Return every entry exactly as written.

*-*-*

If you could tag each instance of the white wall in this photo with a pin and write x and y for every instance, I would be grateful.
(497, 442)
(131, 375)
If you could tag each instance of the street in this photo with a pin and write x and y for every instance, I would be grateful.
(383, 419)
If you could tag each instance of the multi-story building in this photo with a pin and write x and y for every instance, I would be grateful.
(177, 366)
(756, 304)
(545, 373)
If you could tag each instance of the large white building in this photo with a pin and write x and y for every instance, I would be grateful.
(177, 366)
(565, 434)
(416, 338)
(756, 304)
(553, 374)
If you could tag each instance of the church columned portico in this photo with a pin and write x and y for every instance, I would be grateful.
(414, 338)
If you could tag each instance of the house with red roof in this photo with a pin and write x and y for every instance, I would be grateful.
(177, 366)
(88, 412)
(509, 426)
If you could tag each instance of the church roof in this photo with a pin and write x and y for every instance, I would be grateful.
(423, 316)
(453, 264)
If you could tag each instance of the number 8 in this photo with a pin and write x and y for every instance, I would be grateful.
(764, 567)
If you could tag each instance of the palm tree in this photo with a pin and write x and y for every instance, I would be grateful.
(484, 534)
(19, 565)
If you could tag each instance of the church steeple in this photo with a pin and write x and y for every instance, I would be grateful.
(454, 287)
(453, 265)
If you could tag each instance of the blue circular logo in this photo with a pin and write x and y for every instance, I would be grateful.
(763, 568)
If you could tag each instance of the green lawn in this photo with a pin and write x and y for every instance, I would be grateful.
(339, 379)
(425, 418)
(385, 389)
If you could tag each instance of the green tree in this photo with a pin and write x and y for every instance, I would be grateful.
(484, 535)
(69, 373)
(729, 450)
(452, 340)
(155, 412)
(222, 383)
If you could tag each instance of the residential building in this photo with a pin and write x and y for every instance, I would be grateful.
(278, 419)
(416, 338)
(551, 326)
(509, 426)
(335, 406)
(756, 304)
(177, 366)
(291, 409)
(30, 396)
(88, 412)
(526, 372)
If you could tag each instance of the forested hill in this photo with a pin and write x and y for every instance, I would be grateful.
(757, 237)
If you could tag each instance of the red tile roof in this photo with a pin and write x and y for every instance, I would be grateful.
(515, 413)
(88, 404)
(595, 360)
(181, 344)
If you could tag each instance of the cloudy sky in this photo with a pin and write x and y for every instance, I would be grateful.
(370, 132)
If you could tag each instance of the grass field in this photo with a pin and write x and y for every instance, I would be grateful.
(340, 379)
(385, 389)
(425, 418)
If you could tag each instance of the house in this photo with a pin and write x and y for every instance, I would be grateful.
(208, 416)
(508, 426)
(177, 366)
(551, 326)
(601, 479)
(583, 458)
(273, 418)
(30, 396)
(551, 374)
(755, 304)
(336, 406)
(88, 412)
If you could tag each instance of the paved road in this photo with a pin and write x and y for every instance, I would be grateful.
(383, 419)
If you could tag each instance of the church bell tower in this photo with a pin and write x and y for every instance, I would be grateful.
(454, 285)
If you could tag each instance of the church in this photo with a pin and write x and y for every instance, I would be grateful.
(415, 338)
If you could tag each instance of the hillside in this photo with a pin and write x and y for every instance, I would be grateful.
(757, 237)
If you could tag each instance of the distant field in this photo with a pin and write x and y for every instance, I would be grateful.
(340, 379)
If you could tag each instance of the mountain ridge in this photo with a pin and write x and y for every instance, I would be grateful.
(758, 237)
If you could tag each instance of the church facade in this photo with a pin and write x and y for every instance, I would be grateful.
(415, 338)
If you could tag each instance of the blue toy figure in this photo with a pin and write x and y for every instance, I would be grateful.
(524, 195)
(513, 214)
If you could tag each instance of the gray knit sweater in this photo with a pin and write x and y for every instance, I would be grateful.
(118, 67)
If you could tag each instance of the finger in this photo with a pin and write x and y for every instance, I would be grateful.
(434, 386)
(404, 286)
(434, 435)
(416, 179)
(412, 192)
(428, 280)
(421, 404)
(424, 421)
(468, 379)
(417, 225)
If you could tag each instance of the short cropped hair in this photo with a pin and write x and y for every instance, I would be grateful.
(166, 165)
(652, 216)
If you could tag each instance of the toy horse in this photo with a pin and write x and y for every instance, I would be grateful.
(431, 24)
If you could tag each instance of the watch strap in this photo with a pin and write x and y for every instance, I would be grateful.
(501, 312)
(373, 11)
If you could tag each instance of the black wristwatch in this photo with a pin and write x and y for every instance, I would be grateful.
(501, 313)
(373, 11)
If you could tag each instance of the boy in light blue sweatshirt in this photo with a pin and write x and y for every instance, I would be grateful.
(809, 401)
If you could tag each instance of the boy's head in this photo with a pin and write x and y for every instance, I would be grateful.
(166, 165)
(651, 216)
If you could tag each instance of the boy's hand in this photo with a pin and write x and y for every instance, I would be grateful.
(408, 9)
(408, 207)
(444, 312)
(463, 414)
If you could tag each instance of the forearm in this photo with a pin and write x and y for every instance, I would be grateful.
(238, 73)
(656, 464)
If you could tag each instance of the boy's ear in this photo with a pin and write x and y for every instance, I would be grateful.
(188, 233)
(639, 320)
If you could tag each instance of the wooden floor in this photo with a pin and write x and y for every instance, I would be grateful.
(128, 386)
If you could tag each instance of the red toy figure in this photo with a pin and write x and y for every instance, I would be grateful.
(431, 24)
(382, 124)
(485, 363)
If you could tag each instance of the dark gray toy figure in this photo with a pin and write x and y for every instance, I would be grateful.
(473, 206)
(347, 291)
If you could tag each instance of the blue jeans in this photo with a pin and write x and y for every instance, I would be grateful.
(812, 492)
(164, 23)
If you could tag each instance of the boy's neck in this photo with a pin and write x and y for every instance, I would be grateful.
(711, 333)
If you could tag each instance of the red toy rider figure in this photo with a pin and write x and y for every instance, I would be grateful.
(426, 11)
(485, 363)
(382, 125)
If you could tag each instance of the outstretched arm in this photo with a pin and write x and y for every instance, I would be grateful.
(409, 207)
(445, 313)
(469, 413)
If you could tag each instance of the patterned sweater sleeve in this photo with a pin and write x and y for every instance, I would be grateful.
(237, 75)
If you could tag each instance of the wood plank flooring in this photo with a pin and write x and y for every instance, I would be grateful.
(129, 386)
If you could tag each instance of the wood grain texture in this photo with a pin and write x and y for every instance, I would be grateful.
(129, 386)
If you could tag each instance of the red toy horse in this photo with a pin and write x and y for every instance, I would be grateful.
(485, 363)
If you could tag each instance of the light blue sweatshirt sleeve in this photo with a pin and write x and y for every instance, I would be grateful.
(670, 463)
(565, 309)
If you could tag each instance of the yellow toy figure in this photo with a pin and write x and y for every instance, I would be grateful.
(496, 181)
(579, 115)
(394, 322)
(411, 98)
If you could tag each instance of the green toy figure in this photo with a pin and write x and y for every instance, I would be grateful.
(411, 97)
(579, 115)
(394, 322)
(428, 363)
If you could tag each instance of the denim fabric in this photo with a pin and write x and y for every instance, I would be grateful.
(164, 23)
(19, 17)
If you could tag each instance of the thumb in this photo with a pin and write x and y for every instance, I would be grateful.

*-*-*

## Solution to the exercise
If you could tag each instance of the white wall in this photo with a pin and write x and y for every instance, I would be grateful.
(497, 442)
(131, 375)
If you could tag each instance of the street in this photo with a pin and write x and y for every instance, I would be grateful.
(383, 419)
If you could tag each instance of the multi-story building in this photo with a pin and write x and y for every instance, I would be grateful.
(177, 366)
(756, 304)
(545, 373)
If you could tag each instance of the large white building in this photo with a pin and write x and y for every instance, I would be grateful.
(177, 366)
(565, 434)
(416, 338)
(756, 304)
(553, 374)
If you could tag each instance of the church columned portico in this photo with a pin and write x and y for every instance, I would be grateful.
(414, 338)
If you could tag each instance of the house with red roof in this photo with a pin and write x and y for every instance, I would be grateful.
(177, 366)
(88, 412)
(509, 426)
If you could tag each instance of the church roof in this photo with a pin and write x and y for every instance, I would be grateful.
(423, 316)
(453, 264)
If you could tag each instance of the number 8 in this photo with a pin and write x and y for every instance, I would be grateful.
(764, 567)
If you could tag each instance of the palm tree in this photo with a pin and write x and y for every instance, I would be grateful.
(484, 534)
(19, 565)
If you could tag each instance of the church steeple in this photo with a pin and write x and y for every instance, I would be grateful.
(454, 287)
(453, 265)
If you could tag each instance of the blue circular logo in this photo with a pin and write x and y for every instance, I would be grateful.
(763, 568)
If you could tag each instance of the green lawn in this photo with a pin and write x and y for every instance, I would be grateful.
(339, 379)
(425, 418)
(385, 389)
If you could tag each instance of the green tree in this photo with a pin and write x and y for every instance, I would be grateful.
(484, 535)
(69, 373)
(729, 450)
(452, 340)
(155, 412)
(222, 383)
If you could tag each instance of the residential building in this photo with a pin and write x and y for every instance, I would be grateful.
(278, 419)
(416, 338)
(551, 326)
(509, 426)
(335, 406)
(756, 304)
(177, 366)
(291, 409)
(30, 396)
(88, 412)
(526, 372)
If you could tag each instance of the forested hill in this photo with a pin and write x and y for every instance, I would be grateful.
(757, 237)
If you could tag each instance of the red tile roof in this photo with a pin and write x and y for every instance, I would be grateful.
(515, 413)
(88, 404)
(595, 360)
(181, 344)
If you could tag each instance of the cloudy sky in this photo with a pin and write x and y for every instance, I would be grateful.
(370, 132)
If you could tag each instance of the grass field in this photo with a pin and write x and y for every instance, I would be grateful.
(340, 379)
(385, 389)
(425, 418)
If you could tag each instance of the house in this photo with a pin and write x and y for every instance, I would be grateful.
(208, 416)
(508, 426)
(177, 366)
(551, 326)
(601, 479)
(583, 458)
(273, 418)
(30, 396)
(551, 374)
(755, 304)
(336, 406)
(88, 412)
If you could tag each instance of the paved road in this photo with a pin and write x and y for every instance, I would be grateful.
(383, 419)
If you could tag each instance of the church bell tower in this photo with a pin and write x and y for every instance, I would be grateful.
(454, 285)
If you could tag each instance of the church in this photo with a pin and write x and y for every instance, I would be grateful.
(415, 338)
If you could tag each instance of the hillside in this photo with a pin and write x and y for every instance, I would be grateful.
(757, 237)
If you could tag each instance of the distant field in this photo with a pin and write x and y for every instance, I would be grateful.
(340, 379)
If you could tag each instance of the mountain ridge in this photo with a pin and write x and y for every instance, I would be grateful.
(758, 237)
If you could tag each instance of the church facade in this photo with a pin and write x and y for every instance, I would be grateful.
(415, 338)
If you could tag each instance of the blue toy figure in this photo with a pin and write x and y for every instance, I would be grateful.
(524, 195)
(513, 214)
If you could tag each instance of the gray knit sweater in this photo with a pin and write x and y for every instance, I would be grateful.
(118, 67)
If you could tag each instance of the finger in this photo with a pin and write x and y for every instance, I would be grateful.
(434, 386)
(404, 286)
(434, 435)
(416, 179)
(412, 192)
(428, 280)
(421, 404)
(424, 421)
(468, 379)
(417, 225)
If you could tag each instance of the short cropped hair in this photo with a pin and write x and y for every instance, I would be grateful.
(166, 165)
(652, 216)
If you could tag each instance of the toy horse in this photo with a pin and write x and y for every instance, I would be grateful.
(431, 24)
If you could tag each instance of the watch strap in this photo with a pin and write x and y for every instance, I would be grateful.
(501, 312)
(373, 11)
If you could tag each instance of the black wristwatch in this photo with a pin and write x and y for every instance, I would be grateful.
(501, 313)
(373, 11)
If you could tag each instance of the boy in light blue sweatshirt in this photo with a pin and write x and y for every instance, I would be grateful.
(809, 401)
If you could tag each instance of the boy's head in this photo with a pin and write x and y for every instance, I would be grateful.
(166, 165)
(651, 216)
If you could tag each instance of the boy's hand in this photo with a pin and write x and y for every instance, I would be grateful.
(408, 9)
(408, 207)
(444, 312)
(463, 414)
If you could tag each instance of the forearm in this photo with a pin and write x and y for every instance, I would be grateful.
(238, 73)
(656, 464)
If you could tag each instance of the boy's ear in this photo with a pin and write x and y for every instance, I would be grateful.
(188, 233)
(639, 320)
If you could tag each instance of the wooden floor in this photo with a pin and write x and y for every instance, I would be grateful.
(128, 386)
If you could tag each instance of the red toy figure in this photo with a pin and write x and y for every instance, I would be grateful.
(431, 24)
(382, 124)
(485, 363)
If you could tag each instance of the dark gray toy figure in this photo with a pin and write x and y for every instance, I would be grateful.
(473, 206)
(347, 291)
If you could tag each instance of the blue jeans in this photo with a pin and write x and y for every instance, I would be grateful.
(812, 492)
(164, 23)
If you could tag each instance of the boy's neck in this photo with a pin and write x and y for every instance, I would be grateful.
(711, 333)
If you could tag each instance of the red toy rider figure in this photo with a pin and write x and y for every instance, I would be grateful.
(426, 11)
(485, 363)
(382, 125)
If you could tag each instance of the outstretched arm in this photo with a pin and write x and y for every instance, I would be grateful.
(409, 207)
(445, 313)
(469, 413)
If you could tag each instance of the patterned sweater sleeve in this photo with a pin and write x and y for every instance, I would be grateful.
(237, 75)
If you could tag each instance of the wood plank flooring in this photo with a pin and write x and y for every instance, I would be grateful.
(129, 386)
If you could tag each instance of the wood grain texture in this photo with a pin and write x and y for every instance, I would be grateful.
(129, 386)
If you could tag each instance of the red toy horse in this photo with a pin and write x and y for every instance, I would be grateful.
(485, 363)
If you could tag each instance of the light blue sweatshirt sleeve in this photo with a pin and write x and y for every instance, I would be grateful.
(670, 463)
(565, 309)
If you could tag each instance of the yellow toy figure in this photo with a pin and write x and y for every instance, I would be grateful.
(496, 181)
(579, 115)
(394, 322)
(411, 98)
If you could tag each instance of the green toy figure in this photo with a pin and write x and y for every instance, I would be grateful.
(411, 97)
(579, 115)
(394, 322)
(428, 363)
If you could tag each instance of the denim fabric in this photo with a pin and write x and y for every instance, I would be grateful.
(164, 23)
(19, 17)
If you could tag each instance of the thumb in this photo with a pin and write x and y for every instance, I would be grateful.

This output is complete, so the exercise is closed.